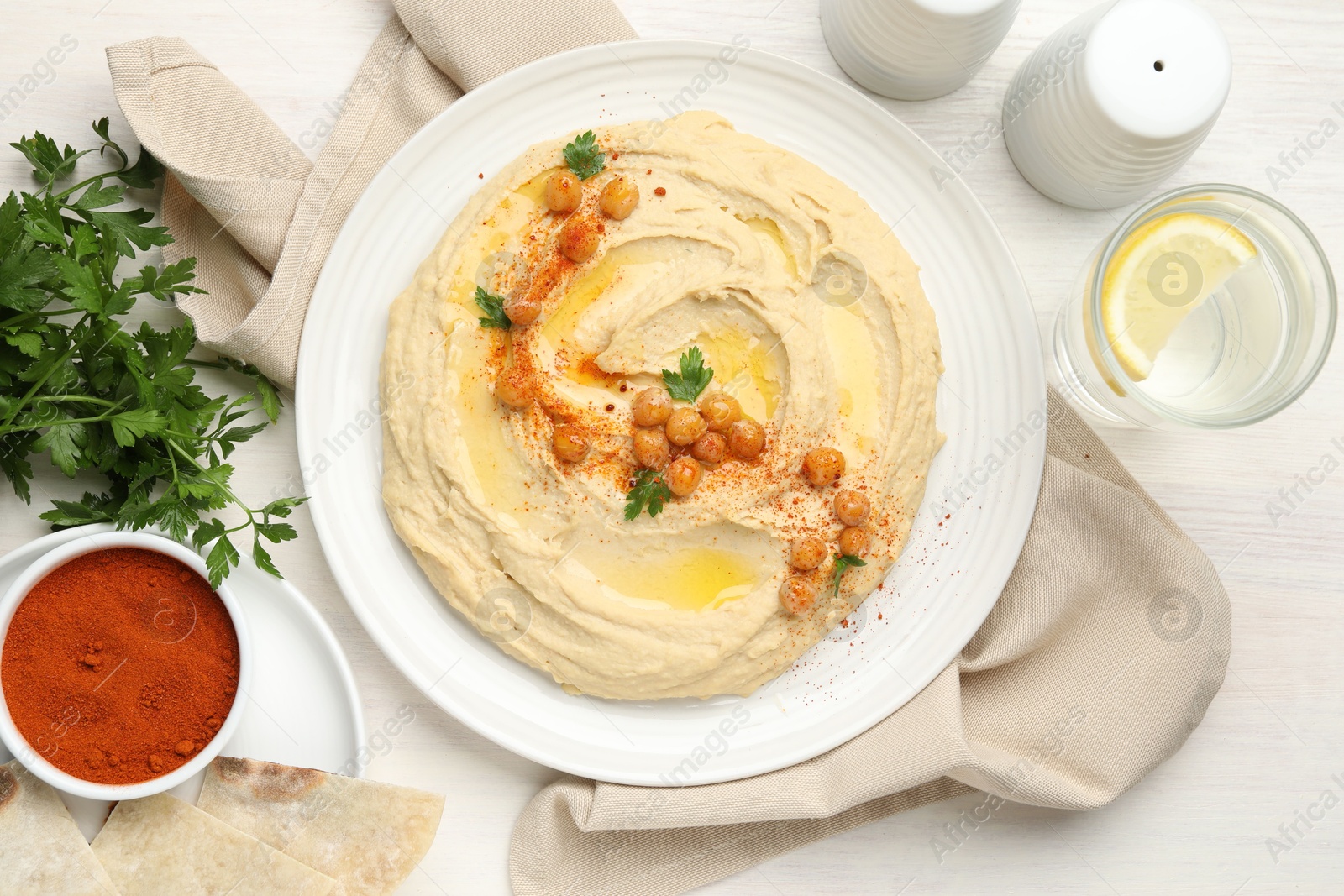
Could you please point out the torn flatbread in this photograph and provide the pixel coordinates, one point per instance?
(40, 846)
(161, 846)
(369, 836)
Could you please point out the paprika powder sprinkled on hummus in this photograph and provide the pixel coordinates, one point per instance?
(120, 665)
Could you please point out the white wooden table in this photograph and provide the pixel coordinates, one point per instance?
(1274, 735)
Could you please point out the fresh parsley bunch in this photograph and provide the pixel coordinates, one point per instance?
(104, 401)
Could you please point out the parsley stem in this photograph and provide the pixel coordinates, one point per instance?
(87, 399)
(82, 184)
(66, 421)
(33, 390)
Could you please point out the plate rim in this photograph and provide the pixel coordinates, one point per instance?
(1032, 476)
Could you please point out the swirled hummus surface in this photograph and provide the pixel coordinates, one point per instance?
(808, 311)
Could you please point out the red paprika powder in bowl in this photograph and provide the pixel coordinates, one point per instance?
(123, 673)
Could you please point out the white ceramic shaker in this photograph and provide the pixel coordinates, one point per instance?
(1116, 101)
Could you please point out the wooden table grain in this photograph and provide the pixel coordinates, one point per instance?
(1267, 503)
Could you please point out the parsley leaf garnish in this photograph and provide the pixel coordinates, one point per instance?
(584, 157)
(494, 308)
(109, 402)
(649, 490)
(692, 379)
(844, 562)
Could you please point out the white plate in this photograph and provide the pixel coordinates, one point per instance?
(302, 708)
(948, 578)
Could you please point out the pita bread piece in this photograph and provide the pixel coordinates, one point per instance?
(366, 835)
(161, 846)
(40, 846)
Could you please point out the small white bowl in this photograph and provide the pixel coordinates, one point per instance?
(69, 783)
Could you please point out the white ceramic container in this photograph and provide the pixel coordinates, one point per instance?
(38, 570)
(914, 49)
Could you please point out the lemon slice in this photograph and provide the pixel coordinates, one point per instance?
(1163, 271)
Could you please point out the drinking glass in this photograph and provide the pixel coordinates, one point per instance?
(1247, 352)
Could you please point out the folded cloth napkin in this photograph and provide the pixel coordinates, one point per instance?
(1097, 663)
(1099, 660)
(246, 202)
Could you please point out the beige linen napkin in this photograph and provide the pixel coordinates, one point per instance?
(1101, 656)
(248, 203)
(1097, 663)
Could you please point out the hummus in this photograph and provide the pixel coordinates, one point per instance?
(810, 313)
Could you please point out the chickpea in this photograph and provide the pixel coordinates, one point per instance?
(853, 542)
(797, 595)
(651, 449)
(683, 476)
(564, 192)
(806, 553)
(522, 311)
(853, 508)
(721, 411)
(823, 466)
(511, 389)
(685, 426)
(578, 239)
(652, 407)
(746, 439)
(710, 448)
(570, 443)
(618, 197)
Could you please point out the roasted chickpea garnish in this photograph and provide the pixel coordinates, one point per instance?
(683, 476)
(806, 553)
(512, 390)
(853, 542)
(651, 407)
(710, 448)
(685, 426)
(721, 411)
(618, 197)
(823, 466)
(578, 239)
(746, 439)
(853, 508)
(522, 311)
(797, 595)
(564, 192)
(651, 449)
(570, 443)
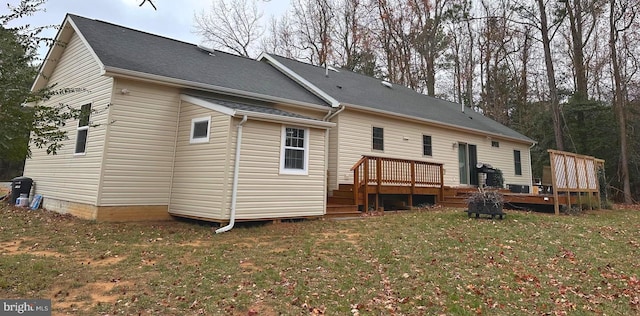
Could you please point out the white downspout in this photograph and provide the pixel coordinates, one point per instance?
(236, 172)
(531, 167)
(329, 116)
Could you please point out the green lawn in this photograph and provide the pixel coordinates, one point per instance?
(413, 263)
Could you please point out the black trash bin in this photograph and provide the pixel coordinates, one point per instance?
(20, 185)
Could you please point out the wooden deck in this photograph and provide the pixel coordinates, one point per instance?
(342, 204)
(395, 184)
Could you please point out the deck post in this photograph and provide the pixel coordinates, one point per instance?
(554, 184)
(441, 183)
(366, 185)
(413, 182)
(379, 180)
(566, 179)
(356, 184)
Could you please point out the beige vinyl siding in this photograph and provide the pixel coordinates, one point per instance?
(354, 140)
(66, 176)
(141, 140)
(334, 156)
(262, 191)
(201, 184)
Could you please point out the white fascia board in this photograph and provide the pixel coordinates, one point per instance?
(297, 78)
(131, 74)
(438, 123)
(208, 105)
(286, 119)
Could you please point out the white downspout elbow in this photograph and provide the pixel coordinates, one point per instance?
(236, 172)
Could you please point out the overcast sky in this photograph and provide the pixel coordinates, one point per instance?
(174, 18)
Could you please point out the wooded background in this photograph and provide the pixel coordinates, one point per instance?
(563, 72)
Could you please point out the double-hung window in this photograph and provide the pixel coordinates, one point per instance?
(426, 145)
(377, 139)
(517, 162)
(83, 129)
(294, 156)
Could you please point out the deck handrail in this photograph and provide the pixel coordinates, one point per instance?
(394, 171)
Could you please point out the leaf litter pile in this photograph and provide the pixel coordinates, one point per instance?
(410, 263)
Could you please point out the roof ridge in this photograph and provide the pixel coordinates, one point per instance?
(153, 34)
(371, 78)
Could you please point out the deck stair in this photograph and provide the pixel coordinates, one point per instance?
(341, 203)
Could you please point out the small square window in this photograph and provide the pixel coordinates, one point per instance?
(200, 129)
(378, 138)
(517, 162)
(426, 145)
(83, 129)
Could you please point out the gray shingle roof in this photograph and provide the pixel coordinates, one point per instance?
(352, 88)
(246, 106)
(129, 49)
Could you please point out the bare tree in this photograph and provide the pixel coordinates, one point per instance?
(314, 21)
(543, 25)
(231, 25)
(623, 13)
(428, 37)
(582, 16)
(353, 37)
(281, 38)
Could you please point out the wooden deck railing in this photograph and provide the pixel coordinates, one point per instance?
(379, 171)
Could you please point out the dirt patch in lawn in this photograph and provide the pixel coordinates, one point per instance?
▬▬▬▬▬▬
Given task — Rewrite all of the material above, swapping "photograph" for "image" and leaving everything else unchanged. Leave the pictures out of your answer.

Exercise answer —
Could you please point out the torn flatbread in this image and provide the pixel coordinates, one point per instance?
(40, 846)
(161, 846)
(369, 836)
Could you please point out the paprika powder sprinkled on hummus in this image and provide the pixel coordinates, one point per instance?
(120, 665)
Could you please point out the white wooden table in this image and provide the pixel coordinates, one point per instance?
(1274, 735)
Could you please point out the fresh parsley bunch in this image and provide the pixel coordinates, one point per instance?
(104, 401)
Could you please point out the parsley stem in this image and provide the pixel coordinates, one point per instance?
(87, 399)
(82, 184)
(66, 421)
(33, 390)
Could you please point out the plate rim in this image and provide the pixel coordinates, one point per instance?
(1032, 476)
Could you please point out the swirled hummus surface in this image and provide the pixel coordinates, one point per instance?
(808, 311)
Could you please point out the red paprika powder in bowl in this image and provide the pixel coordinates, one point per instance?
(123, 673)
Could you please point out the white ceramic shaker in this image and provide the pixel coordinates, one point per instance?
(1116, 101)
Could you please point out the wooden table grain in this image and provide the pixel coordinates, one point per instance?
(1267, 503)
Could you please point out the parsley leaf garnish in this image and provide the pixel coordinates, one point per instance?
(584, 157)
(494, 308)
(109, 402)
(649, 490)
(692, 379)
(844, 562)
Could you please point out the white plate in this image and provide the pixel coordinates, one point per instance?
(302, 708)
(948, 578)
Could you please point out the pita bread piece in this image and provide the pixel coordinates, one point per instance?
(366, 835)
(161, 846)
(40, 846)
Could you please point out the small white bowl in this image and provide the pixel coordinates, one point per instance?
(69, 783)
Could you please point out the white ceramic container in this image and provide the pixel coordinates, one point per instance?
(38, 570)
(914, 49)
Could you please point out the lemon slice in this image and provide the pixel coordinates, one point per instance?
(1163, 271)
Could you please point out the drinking glass in this image and provide the pixel coordinates, one point per instance?
(1247, 352)
Could you please point out the folded cloth napkin in this image and provide the pixel coordinates, one point per instance?
(1097, 663)
(1099, 660)
(246, 202)
Could you please point out the beige linen napkin in this image and provide the pixel coordinates, one point per instance?
(1101, 656)
(248, 203)
(1097, 663)
Could you please point out the hummus in this image and provide the pixel coordinates, one point per instance?
(810, 313)
Could you please point out the chickpea in this image and provide the pixel coordinates, one point per instance?
(853, 542)
(797, 595)
(651, 449)
(683, 476)
(564, 192)
(806, 553)
(522, 311)
(853, 508)
(721, 411)
(823, 466)
(511, 389)
(685, 426)
(578, 239)
(652, 407)
(746, 439)
(710, 448)
(570, 443)
(618, 197)
Could you please point out the roasted chickpea garnish in this image and provide the pixel coordinates, one point per instance?
(683, 476)
(806, 553)
(512, 390)
(853, 542)
(651, 407)
(710, 448)
(685, 426)
(721, 411)
(618, 197)
(823, 466)
(578, 239)
(746, 439)
(853, 508)
(522, 311)
(797, 595)
(564, 192)
(651, 449)
(570, 443)
Could you please point out the white downspout in this image and provide the pixel coordinates, one point per instance?
(236, 172)
(531, 167)
(329, 116)
Could you please point out the green lawn in this image and provide the pixel coordinates, one point per instance?
(413, 263)
Could you please point out the black trash bin in this image and provide the pixel coordinates, one point per instance?
(20, 185)
Could you please point out the wooden deck in this image and provide the pixel coordinates, one point per instance?
(342, 204)
(395, 184)
Could you please point out the deck post in this image and provide the pixel coordinates, one point per instance?
(554, 184)
(441, 183)
(366, 185)
(413, 182)
(379, 180)
(566, 179)
(356, 184)
Could you please point out the beige vinyl siding in this image and provide the pixel coordinates, one point per instance?
(354, 140)
(66, 176)
(141, 140)
(334, 156)
(262, 191)
(201, 184)
Could you please point out the white fascia board in this image and provide the pixel coordinates, one point per instance?
(297, 78)
(131, 74)
(438, 123)
(208, 105)
(286, 119)
Could you please point out the white downspout elbow in this image and provide the pixel coordinates, one point per instance?
(236, 172)
Could you please point out the overcast sky in this image and provide the pixel coordinates, one point per instance?
(174, 18)
Could you please point out the wooded background in this image and provide the pixel coordinates, one point per instance?
(563, 72)
Could you please point out the double-hung window in this image and provide the pixel coordinates, one point per instance?
(426, 145)
(377, 139)
(517, 162)
(83, 129)
(294, 156)
Could you please point out the deck handrail in this image and provide the pixel coordinates, one point per instance?
(394, 171)
Could you please point out the leaf litter pile in this image and provide the pixel coordinates, one point per instance?
(410, 263)
Could you please point out the roof ridge in this image and provide the pixel coordinates, one point per instance?
(153, 34)
(371, 78)
Could you please point out the deck stair in this image and provide the pixel coordinates, one point per instance?
(341, 203)
Could you please point out the small square window in this image and provide the pixel coordinates, one point per instance?
(200, 129)
(378, 138)
(517, 162)
(426, 145)
(83, 129)
Could you please point out the gray shingle roof in this image and provide the pixel coordinates, one point per instance?
(352, 88)
(246, 106)
(129, 49)
Could you please point out the bare tree in this image and provide the pixel coordinates, one point per instance?
(314, 21)
(543, 25)
(231, 25)
(623, 13)
(428, 37)
(582, 16)
(353, 37)
(281, 38)
Could you please point out the wooden deck railing in this image and provide the pixel coordinates, one point per instance?
(379, 171)
Could you please point out the dirt patch in lawn in this image and provide the pixel coordinates, one point per instance?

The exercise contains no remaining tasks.